— START EXCERPT TO READ —
Optimizing Disk Usage on Amazon ECS ~ Cloud Computing

Failure to monitor disk space utilization can cause problems that prevent Docker containers from working as expected. Amazon EC2 instance disks are used for multiple purposes, such as Docker daemon logs, containers, and images. This post covers techniques to monitor and reclaim disk space on the cluster of EC2 instances used to run your containers.

Amazon ECS is a highly scalable, high performance container management service that supports Docker containers and allows you to run applications easily on a managed cluster of Amazon EC2 instances. You can use ECS to schedule the placement of containers across a cluster of EC2 instances based on your resource needs, isolation policies, and availability requirements.
— END EXCERPT TO READ —
— START GIVEN DATA —
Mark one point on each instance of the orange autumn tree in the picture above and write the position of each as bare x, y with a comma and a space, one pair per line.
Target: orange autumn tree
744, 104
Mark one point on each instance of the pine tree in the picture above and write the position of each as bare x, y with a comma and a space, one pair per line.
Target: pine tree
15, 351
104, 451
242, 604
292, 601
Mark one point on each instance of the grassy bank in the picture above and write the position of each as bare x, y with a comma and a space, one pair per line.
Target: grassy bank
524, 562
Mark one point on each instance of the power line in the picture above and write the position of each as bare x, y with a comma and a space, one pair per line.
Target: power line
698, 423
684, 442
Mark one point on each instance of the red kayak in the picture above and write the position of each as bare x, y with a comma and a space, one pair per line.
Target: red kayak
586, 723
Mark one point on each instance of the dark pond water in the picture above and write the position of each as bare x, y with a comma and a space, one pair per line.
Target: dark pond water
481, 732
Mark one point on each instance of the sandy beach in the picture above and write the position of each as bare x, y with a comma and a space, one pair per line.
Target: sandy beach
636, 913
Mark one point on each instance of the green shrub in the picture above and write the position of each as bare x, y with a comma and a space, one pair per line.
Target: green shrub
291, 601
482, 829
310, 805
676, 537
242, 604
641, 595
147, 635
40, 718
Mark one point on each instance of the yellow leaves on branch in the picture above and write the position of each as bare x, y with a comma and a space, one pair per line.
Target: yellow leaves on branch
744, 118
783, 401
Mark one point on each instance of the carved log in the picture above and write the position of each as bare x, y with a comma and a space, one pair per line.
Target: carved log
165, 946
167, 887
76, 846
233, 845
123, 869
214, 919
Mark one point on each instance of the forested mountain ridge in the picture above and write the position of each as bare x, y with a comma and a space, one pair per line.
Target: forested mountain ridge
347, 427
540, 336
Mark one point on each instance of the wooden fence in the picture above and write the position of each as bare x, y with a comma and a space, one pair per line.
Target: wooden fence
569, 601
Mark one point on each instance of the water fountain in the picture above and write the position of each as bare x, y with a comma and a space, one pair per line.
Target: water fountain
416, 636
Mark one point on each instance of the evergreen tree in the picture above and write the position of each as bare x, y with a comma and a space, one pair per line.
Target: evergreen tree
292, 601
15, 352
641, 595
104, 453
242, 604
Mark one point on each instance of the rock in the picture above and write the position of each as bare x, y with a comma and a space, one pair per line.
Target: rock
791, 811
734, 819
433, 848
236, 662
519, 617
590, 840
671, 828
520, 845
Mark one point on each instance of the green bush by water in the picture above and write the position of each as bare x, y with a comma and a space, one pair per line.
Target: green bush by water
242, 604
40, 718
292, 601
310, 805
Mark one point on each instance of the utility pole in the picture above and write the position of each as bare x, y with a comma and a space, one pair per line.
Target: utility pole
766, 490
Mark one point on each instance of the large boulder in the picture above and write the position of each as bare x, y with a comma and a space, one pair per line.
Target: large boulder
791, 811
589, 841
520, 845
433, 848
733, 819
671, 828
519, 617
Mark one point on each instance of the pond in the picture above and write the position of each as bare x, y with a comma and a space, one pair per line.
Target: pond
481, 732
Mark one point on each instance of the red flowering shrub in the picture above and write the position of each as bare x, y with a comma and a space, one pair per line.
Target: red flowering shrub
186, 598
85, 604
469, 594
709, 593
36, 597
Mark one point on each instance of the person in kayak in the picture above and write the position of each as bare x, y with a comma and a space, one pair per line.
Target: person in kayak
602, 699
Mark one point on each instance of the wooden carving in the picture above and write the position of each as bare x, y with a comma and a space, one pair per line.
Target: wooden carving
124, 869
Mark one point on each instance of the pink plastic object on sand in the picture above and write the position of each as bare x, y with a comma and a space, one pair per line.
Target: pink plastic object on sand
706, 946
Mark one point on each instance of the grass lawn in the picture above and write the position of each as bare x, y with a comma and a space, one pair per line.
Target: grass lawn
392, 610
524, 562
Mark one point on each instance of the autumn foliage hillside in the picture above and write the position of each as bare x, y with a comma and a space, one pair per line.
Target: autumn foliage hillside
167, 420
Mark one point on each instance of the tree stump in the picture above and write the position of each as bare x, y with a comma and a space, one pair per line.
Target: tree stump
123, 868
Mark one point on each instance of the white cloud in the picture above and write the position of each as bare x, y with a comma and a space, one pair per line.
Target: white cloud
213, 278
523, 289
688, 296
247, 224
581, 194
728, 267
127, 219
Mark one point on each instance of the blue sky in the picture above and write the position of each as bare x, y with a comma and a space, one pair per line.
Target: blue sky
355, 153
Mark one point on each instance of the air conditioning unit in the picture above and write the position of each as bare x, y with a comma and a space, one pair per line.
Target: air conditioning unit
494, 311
— END GIVEN DATA —
*WHAT YOU WILL DO*.
A - According to the ECS disk usage excerpt, what can cause problems that prevent Docker containers from working as expected?
B - List every purpose that the ECS disk usage excerpt gives for Amazon EC2 instance disks.
C - Condense the paragraph of the ECS disk usage excerpt that begins "Amazon ECS is a highly scalable" into two shorter sentences that keep its main facts.
Rely only on the ECS disk usage excerpt when responding.

*TASK-BY-TASK OUTPUTS*.
A - Failure to monitor disk space utilization.

B - Docker daemon logs, containers, and images.

C - Amazon ECS is a scalable, high-performance container management service that supports Docker containers and runs applications on a managed cluster of EC2 instances. It can schedule container placement across that cluster based on resource needs, isolation policies, and availability requirements.